■ **Try it**: The data below should be repeated exactly and in full.

■ **Data under study**:
-- Opening Marker --
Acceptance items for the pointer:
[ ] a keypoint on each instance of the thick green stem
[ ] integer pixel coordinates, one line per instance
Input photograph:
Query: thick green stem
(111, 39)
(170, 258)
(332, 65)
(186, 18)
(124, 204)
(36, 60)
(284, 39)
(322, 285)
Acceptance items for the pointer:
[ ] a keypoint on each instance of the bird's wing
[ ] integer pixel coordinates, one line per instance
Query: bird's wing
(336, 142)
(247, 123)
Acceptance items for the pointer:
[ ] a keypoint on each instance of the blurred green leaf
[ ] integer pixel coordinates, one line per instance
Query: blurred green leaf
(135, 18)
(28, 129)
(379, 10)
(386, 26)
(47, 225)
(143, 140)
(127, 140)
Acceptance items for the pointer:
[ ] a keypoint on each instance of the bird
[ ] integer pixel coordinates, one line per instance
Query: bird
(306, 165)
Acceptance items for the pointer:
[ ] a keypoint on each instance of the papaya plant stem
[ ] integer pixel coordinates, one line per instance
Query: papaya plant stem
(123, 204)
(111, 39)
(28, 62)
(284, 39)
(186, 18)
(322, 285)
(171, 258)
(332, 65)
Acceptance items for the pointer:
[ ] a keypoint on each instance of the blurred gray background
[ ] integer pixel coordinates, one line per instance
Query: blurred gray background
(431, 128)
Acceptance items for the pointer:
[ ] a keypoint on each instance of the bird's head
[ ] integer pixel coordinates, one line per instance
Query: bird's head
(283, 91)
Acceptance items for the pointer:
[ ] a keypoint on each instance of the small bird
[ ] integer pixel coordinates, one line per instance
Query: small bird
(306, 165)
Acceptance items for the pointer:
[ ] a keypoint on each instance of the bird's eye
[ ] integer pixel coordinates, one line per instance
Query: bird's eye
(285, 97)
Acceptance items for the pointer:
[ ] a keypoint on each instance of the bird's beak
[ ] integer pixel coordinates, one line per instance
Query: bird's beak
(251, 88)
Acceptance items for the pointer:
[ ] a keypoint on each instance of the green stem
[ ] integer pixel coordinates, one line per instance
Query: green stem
-- Closing Marker --
■ **Problem solution**:
Acceptance items for the pointer:
[ ] a keypoint on each instance of the thick green stem
[ ] integer pixel coordinates, one line per instance
Input photograph:
Query: thick green stem
(111, 39)
(170, 258)
(332, 65)
(186, 18)
(124, 204)
(36, 60)
(284, 39)
(322, 285)
Acceptance items for the pointer:
[ ] a keypoint on each instance of the bird's wing
[ ] integer pixel coordinates, one line per instance
Query: bird's wing
(336, 142)
(247, 123)
Acceptance items for the pointer:
[ ] a keypoint on each instance of the blurred green leaf
[ ] integer pixel coordinates, one line per instance
Query: blurred green leaf
(135, 18)
(28, 129)
(379, 10)
(386, 26)
(47, 225)
(143, 140)
(127, 140)
Acceptance items for the pointer:
[ ] a keypoint on each instance of the bird
[ ] integer pixel coordinates, one line per instance
Query: bird
(306, 165)
Acceptance items for the pointer:
[ ] a keypoint on each instance of the papaya plant stem
[ ] integer pixel coordinates, one line per instance
Query: papaya plant stem
(123, 204)
(111, 39)
(28, 62)
(284, 39)
(186, 18)
(322, 285)
(171, 258)
(332, 65)
Acceptance items for the pointer:
[ ] a keypoint on each instance of the blurred gray background
[ ] integer pixel coordinates, one line per instance
Query: blurred gray background
(431, 128)
Acceptance items for the pointer:
[ ] a keypoint on each instance of the bird's head
[ ] integer pixel coordinates, one line per instance
Query: bird's head
(283, 91)
Acceptance items for the pointer:
[ ] a keypoint on each instance of the small bird
[ ] integer pixel coordinates, one line per instance
Query: small bird
(306, 165)
Acceptance items for the pointer:
[ ] a keypoint on each instance of the bird's eye
[ ] integer pixel coordinates, one line per instance
Query: bird's eye
(285, 97)
Acceptance items for the pointer:
[ ] a keypoint on each instance of the bird's beak
[ ] integer pixel coordinates, one line per instance
Query: bird's beak
(251, 88)
Acceptance items for the pointer:
[ ] a keypoint on each instance of the green stem
[ ] integer pixel coordinates, one line per instance
Query: green stem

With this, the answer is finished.